### Udostępniony fragment
::::::

Krzysztof Kościelniak podkreśla zaś, że takie "zamieszanie nie oznacza
pluralizmu religijnego, ale nietolerancję (sekty są zamknięte)" [ 7 ].
Nie zauważa przy tym, że mniejsze lub większe zamknięcie na innych jest
cechą wszystkich religii — także tej, którą sam wyznaje.
Nie jest tak, że to tylko ludzie wyznający wielkie religie świata
obawiają się nowych ruchów religijnych; relacja strachu i obawy jest tu
symetryczna. Religie powszechne jawią się wyznawcom nowych ruchów
religijnych jako monopoliści chcący odebrać im prawo do istnienia i nieustannie ich krzywdzący, choćby przez określanie nawet tych najbardziej
„niewinnych" nowopowstałych wyznań mianem sekt. Tymczasem, jak trafnie
zauważa w wywiadzie
udzielonym Rafałowi Kotomskiemu Kamil Kaczmarek, socjolog z Uniwersytetu im.

::::::

### Zadania
1. Jakie osoby wymieniono z imienia i nazwiska we fragmencie o nowych ruchach religijnych?
2. Przytocz ponownie, słowo w słowo, odcinek fragmentu o nowych ruchach religijnych od słów „Nie jest tak, że” aż po słowa „z Uniwersytetu im.”.

::::::

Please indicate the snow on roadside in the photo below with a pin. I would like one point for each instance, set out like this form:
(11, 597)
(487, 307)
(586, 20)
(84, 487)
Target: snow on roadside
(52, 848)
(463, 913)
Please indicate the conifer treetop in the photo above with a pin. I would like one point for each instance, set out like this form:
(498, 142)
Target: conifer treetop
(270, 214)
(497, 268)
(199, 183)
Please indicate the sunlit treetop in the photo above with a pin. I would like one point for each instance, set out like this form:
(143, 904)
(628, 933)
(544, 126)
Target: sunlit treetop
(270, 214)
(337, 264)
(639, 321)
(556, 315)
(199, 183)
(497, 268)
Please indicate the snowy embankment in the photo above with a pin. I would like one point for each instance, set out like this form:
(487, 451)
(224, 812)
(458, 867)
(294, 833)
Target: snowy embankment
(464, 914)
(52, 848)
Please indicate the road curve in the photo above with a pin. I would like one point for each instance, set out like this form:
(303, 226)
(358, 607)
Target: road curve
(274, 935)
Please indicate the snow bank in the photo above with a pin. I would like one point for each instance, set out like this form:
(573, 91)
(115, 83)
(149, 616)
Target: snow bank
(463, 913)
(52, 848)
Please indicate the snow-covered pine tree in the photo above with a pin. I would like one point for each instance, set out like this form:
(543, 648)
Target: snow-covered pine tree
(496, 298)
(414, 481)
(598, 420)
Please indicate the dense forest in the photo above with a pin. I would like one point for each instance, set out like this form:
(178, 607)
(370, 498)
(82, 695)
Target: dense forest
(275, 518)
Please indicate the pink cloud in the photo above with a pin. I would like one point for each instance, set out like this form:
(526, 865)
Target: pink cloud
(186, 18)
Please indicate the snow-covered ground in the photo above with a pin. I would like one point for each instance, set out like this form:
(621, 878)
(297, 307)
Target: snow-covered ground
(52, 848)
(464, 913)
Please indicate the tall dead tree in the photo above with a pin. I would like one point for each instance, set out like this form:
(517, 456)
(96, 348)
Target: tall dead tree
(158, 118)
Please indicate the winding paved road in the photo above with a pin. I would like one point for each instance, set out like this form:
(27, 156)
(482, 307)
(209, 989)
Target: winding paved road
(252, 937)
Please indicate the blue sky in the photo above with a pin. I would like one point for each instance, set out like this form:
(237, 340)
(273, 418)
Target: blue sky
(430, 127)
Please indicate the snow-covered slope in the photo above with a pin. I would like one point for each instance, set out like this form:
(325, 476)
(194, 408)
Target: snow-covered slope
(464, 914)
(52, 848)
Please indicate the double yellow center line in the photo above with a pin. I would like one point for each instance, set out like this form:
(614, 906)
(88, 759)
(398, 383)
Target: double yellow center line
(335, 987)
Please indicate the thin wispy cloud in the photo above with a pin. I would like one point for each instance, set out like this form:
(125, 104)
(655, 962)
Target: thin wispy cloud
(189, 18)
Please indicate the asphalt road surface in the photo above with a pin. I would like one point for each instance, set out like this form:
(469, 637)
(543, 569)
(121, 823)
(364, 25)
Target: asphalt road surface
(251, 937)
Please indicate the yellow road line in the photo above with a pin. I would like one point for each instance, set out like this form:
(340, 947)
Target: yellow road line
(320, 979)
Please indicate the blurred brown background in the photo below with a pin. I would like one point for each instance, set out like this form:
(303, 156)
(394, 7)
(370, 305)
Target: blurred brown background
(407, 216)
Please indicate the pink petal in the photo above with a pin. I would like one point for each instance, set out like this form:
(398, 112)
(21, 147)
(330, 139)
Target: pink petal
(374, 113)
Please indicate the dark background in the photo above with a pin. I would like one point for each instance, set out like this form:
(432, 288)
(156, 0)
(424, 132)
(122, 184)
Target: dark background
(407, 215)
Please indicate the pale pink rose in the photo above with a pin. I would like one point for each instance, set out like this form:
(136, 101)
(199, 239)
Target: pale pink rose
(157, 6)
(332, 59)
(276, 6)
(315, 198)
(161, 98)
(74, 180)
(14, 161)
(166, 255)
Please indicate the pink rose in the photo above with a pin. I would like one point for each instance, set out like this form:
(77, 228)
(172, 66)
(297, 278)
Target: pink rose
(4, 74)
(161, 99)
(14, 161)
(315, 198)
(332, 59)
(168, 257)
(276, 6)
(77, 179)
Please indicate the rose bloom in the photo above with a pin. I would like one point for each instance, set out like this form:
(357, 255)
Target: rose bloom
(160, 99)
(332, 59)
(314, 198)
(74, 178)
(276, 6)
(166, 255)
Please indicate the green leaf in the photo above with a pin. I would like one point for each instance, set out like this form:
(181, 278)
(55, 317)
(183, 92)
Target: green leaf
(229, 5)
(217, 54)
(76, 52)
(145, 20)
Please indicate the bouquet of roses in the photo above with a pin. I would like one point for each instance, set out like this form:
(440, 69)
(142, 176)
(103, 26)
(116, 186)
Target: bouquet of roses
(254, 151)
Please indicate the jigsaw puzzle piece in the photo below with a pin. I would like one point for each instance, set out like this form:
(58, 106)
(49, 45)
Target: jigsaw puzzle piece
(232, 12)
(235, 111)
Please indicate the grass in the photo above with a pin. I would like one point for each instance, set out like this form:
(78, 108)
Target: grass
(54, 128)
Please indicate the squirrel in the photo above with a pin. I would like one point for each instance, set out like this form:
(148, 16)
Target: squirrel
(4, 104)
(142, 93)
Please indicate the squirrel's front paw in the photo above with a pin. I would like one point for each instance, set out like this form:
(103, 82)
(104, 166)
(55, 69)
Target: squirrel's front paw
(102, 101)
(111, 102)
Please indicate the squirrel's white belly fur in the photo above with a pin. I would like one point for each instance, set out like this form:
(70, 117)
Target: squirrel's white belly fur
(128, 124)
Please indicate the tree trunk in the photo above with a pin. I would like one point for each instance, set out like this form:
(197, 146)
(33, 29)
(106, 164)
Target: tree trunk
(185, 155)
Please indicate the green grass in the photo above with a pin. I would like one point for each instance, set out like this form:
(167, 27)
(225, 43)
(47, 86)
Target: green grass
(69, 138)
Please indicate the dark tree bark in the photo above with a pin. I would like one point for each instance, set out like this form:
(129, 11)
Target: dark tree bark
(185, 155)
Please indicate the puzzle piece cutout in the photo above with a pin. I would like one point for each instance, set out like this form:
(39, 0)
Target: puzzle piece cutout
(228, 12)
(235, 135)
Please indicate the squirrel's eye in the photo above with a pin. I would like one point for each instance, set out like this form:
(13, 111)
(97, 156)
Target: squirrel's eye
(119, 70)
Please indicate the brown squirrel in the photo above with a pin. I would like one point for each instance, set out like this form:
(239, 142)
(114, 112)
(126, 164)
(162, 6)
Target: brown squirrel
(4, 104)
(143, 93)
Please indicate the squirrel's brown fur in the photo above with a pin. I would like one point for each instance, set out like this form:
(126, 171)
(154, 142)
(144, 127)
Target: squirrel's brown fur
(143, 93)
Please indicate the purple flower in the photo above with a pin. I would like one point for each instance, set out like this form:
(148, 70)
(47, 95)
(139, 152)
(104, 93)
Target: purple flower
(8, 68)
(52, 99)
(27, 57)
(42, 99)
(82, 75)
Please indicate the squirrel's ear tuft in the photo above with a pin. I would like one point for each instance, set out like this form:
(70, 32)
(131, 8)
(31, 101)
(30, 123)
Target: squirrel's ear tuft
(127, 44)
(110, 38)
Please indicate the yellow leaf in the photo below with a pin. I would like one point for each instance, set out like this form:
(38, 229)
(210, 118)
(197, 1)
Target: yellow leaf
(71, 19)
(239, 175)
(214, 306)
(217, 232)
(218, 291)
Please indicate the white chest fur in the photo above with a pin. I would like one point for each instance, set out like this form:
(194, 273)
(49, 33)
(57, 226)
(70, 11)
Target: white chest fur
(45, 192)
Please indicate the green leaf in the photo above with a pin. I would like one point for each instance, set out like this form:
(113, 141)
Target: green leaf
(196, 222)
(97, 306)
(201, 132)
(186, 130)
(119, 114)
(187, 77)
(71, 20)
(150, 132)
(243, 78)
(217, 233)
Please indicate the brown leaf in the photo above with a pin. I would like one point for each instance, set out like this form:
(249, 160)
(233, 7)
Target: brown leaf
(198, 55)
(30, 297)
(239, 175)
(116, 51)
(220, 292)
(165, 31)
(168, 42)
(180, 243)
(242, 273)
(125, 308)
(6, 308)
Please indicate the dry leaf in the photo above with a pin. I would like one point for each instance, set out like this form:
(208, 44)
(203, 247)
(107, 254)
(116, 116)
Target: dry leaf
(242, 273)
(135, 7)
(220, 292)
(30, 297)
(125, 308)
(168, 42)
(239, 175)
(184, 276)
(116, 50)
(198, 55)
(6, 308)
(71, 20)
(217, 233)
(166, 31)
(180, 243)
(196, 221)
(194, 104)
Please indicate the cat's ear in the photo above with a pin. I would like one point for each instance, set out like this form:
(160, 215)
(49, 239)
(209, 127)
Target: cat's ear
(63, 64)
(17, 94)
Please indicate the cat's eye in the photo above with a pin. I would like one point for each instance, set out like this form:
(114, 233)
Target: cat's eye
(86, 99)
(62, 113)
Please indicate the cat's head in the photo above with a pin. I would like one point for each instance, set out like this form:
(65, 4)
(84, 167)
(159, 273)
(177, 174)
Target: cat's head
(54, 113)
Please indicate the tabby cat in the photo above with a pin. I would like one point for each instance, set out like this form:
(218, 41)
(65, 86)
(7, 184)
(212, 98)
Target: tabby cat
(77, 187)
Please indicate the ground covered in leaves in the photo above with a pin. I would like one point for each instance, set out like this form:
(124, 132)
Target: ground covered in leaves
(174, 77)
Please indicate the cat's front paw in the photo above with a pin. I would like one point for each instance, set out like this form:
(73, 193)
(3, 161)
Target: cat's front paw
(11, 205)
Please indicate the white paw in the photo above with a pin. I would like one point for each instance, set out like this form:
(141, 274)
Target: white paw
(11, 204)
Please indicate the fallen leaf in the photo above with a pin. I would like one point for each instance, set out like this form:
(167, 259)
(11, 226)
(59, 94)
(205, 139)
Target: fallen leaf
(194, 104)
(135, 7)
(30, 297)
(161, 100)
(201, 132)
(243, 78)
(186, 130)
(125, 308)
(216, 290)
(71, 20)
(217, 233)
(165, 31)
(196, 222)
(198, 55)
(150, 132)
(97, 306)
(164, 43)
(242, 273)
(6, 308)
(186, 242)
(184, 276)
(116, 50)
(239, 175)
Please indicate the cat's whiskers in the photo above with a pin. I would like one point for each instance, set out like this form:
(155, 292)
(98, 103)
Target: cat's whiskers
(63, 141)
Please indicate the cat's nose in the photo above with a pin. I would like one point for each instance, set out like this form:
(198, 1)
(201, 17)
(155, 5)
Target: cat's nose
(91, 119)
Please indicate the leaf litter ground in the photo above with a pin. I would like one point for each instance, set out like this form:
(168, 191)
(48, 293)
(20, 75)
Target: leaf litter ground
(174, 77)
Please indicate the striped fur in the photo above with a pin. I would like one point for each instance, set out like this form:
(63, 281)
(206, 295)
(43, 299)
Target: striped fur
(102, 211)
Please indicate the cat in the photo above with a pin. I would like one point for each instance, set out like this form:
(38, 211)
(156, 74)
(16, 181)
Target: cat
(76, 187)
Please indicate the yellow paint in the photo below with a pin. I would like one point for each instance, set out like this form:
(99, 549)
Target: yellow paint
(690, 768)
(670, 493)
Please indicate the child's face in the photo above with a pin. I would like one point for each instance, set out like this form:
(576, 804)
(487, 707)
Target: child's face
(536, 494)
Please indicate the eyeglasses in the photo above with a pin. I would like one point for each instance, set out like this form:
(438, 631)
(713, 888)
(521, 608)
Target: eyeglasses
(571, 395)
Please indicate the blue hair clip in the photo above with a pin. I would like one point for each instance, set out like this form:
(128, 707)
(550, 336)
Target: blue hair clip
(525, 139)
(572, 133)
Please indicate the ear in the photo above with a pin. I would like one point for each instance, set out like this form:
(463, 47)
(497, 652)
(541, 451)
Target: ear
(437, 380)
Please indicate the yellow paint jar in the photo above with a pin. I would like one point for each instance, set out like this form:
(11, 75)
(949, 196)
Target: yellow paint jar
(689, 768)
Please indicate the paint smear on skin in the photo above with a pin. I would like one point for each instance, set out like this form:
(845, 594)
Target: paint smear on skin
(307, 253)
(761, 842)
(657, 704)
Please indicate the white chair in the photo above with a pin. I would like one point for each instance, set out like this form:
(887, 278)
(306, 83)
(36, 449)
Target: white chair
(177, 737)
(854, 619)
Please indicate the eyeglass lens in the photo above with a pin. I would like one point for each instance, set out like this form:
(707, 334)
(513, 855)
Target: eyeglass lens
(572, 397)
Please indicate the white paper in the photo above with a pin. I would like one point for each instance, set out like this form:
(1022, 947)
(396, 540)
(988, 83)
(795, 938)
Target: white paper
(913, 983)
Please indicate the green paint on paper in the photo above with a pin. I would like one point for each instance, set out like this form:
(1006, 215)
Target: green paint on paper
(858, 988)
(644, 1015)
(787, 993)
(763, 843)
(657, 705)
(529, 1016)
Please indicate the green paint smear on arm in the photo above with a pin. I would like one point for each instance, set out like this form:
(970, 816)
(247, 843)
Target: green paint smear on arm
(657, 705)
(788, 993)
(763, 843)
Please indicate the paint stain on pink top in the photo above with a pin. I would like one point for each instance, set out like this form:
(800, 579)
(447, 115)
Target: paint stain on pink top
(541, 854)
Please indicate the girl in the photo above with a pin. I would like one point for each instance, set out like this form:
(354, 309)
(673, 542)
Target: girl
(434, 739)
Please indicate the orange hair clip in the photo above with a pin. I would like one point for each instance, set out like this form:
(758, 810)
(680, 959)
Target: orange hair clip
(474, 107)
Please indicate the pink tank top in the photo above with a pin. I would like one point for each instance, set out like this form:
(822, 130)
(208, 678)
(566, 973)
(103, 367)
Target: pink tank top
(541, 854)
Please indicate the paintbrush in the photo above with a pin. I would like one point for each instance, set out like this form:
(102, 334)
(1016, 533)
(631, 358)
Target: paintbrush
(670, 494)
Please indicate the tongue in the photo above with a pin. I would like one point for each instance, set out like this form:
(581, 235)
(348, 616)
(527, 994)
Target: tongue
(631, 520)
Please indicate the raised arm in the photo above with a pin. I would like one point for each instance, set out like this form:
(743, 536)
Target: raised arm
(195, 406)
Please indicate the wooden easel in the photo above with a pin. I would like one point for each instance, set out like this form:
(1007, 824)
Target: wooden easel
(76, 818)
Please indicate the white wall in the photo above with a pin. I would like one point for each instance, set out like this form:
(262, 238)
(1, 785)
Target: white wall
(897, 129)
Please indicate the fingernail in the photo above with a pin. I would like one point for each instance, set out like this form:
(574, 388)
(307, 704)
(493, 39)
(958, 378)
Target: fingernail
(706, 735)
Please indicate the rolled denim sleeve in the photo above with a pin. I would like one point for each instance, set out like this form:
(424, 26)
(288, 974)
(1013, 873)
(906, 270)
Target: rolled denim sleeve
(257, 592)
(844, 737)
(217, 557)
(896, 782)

::::::

### Odpowiedzi do zadań
1. Krzysztof Kościelniak, Rafał Kotomski, Kamil Kaczmarek

2.
Nie jest tak, że to tylko ludzie wyznający wielkie religie świata
obawiają się nowych ruchów religijnych; relacja strachu i obawy jest tu
symetryczna. Religie powszechne jawią się wyznawcom nowych ruchów
religijnych jako monopoliści chcący odebrać im prawo do istnienia i nieustannie ich krzywdzący, choćby przez określanie nawet tych najbardziej
„niewinnych" nowopowstałych wyznań mianem sekt. Tymczasem, jak trafnie
zauważa w wywiadzie
udzielonym Rafałowi Kotomskiemu Kamil Kaczmarek, socjolog z Uniwersytetu im.